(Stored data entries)
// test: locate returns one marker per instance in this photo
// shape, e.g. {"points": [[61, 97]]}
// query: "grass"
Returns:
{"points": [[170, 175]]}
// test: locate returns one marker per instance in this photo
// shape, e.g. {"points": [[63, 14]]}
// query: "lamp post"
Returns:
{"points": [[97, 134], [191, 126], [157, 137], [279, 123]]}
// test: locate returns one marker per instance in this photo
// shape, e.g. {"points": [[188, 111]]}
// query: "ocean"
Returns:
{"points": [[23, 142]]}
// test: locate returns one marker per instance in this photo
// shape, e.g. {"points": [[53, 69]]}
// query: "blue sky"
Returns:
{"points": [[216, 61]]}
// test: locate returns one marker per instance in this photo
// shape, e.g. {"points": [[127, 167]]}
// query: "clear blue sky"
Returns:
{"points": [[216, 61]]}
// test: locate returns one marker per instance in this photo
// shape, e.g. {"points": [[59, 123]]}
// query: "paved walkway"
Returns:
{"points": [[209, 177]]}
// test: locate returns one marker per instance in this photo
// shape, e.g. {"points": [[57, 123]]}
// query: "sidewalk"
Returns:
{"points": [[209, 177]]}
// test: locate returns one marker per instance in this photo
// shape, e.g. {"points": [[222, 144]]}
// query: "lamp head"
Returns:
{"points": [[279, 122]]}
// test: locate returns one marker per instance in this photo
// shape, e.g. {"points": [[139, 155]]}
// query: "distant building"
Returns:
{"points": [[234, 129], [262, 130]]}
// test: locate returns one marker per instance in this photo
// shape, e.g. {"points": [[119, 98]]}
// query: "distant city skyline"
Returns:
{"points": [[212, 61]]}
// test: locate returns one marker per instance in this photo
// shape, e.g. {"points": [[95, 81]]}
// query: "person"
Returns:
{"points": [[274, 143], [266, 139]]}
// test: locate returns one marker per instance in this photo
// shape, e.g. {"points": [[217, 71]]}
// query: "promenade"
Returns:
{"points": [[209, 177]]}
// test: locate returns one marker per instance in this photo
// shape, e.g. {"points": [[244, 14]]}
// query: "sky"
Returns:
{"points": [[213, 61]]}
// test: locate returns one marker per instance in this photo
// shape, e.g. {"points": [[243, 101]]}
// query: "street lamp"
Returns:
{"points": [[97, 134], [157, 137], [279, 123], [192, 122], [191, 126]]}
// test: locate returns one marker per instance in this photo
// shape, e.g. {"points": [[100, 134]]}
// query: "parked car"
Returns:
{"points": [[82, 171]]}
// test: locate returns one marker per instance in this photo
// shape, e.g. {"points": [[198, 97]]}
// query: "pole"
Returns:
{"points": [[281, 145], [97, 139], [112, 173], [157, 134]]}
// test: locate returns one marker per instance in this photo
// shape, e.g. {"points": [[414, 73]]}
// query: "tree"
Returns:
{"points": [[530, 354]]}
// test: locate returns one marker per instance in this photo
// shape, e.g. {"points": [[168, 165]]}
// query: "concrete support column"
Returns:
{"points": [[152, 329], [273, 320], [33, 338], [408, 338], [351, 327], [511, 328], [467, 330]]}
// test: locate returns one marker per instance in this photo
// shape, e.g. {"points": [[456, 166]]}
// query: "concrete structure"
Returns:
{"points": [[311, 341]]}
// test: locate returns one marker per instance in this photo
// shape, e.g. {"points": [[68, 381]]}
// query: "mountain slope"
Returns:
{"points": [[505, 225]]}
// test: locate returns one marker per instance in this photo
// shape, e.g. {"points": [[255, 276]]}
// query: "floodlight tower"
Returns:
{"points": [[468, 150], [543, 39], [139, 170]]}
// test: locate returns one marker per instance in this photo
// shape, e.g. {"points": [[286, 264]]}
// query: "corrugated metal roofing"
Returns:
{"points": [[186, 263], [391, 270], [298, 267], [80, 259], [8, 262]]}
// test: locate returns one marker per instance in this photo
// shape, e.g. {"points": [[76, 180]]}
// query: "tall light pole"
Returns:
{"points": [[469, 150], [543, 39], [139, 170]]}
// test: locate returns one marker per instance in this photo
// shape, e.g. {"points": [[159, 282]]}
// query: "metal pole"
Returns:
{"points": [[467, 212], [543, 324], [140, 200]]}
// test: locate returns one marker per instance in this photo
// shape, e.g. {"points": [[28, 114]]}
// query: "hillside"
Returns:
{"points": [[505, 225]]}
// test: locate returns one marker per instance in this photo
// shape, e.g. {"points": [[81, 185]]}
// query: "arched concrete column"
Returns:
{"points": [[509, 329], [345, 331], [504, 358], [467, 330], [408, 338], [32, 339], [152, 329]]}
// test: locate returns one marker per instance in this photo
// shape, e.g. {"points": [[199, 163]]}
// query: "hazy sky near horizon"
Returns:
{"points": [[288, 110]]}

Required action =
The required output is every line above that contains the string "concrete".

Written solution =
// query: "concrete support column"
// query: "concrete structure"
// query: "arched concrete column"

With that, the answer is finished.